▶ _DOCUMENT SEGMENT_:
START
Years ago I started an online text-based roleplay series; basically a collaborative story. It wasn't supposed to be a series. I had barely started roleplaying and it was more like a test to see what running one of those would feel like. So I didn't think too much on the fact that I was using a couple of characters from my novel (a mere project at the time) to build the story. The RP generated interest and spun two sequels, one of which is still running. The world and story of the RP are unique and completely unrelated with my novel yet I've been told that, because I used my novel characters (name and physical description, not their story) in the game, if I were to pursue traditional publishing I would have to either change the characters in the book or take down the RP since it's published online. Is this a fact?
Assuming the RP itself is not an issue. Say I sign with an agent, the book gets picked up by a publisher and all those wonderful things I tell myself to think of as 'near impossible best case scenarios' actually come true. If down the road from that me and my RP buddies would like to take the story we wrote together and make something with it along the lines of a comic or web series (we've discussed doing it for funsies, not profits), would those names and similarities pose an issue even if both works are basically authored by me?
RED LIGHT FLASHING!!!!!
(can you guess why?)
The authors I've seen write spin-offs or prequel shorts, or whatever else using their characters online, however successful, were self published. Fellow writers tell me that with traditional publishing that isn't quite possible.
Bottom line: once a work is published the traditional way how much freedom, if any, does an author have to play with his own creations in his own time without it bitting him/her in the tender meat of their sitting down area?
END
▶ _TASK REQUIREMENTS_:
**A)** In the roleplay post, how many sequels did the roleplay series spin off?
**B)** Please repeat everything in the roleplay post from "Assuming the RP" down to "RED LIGHT FLASHING!!!!!".
The data that comes after this point is separate material, unrelated to the roleplay post.

▶ _RECORDED DATA_:
START
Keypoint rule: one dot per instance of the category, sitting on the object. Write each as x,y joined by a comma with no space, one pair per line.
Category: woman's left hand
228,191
END
▶ _RESPONSES PER TASK_:
**A)** Two sequels, one of which is still running.

**B)**
Assuming the RP itself is not an issue. Say I sign with an agent, the book gets picked up by a publisher and all those wonderful things I tell myself to think of as 'near impossible best case scenarios' actually come true. If down the road from that me and my RP buddies would like to take the story we wrote together and make something with it along the lines of a comic or web series (we've discussed doing it for funsies, not profits), would those names and similarities pose an issue even if both works are basically authored by me?
RED LIGHT FLASHING!!!!!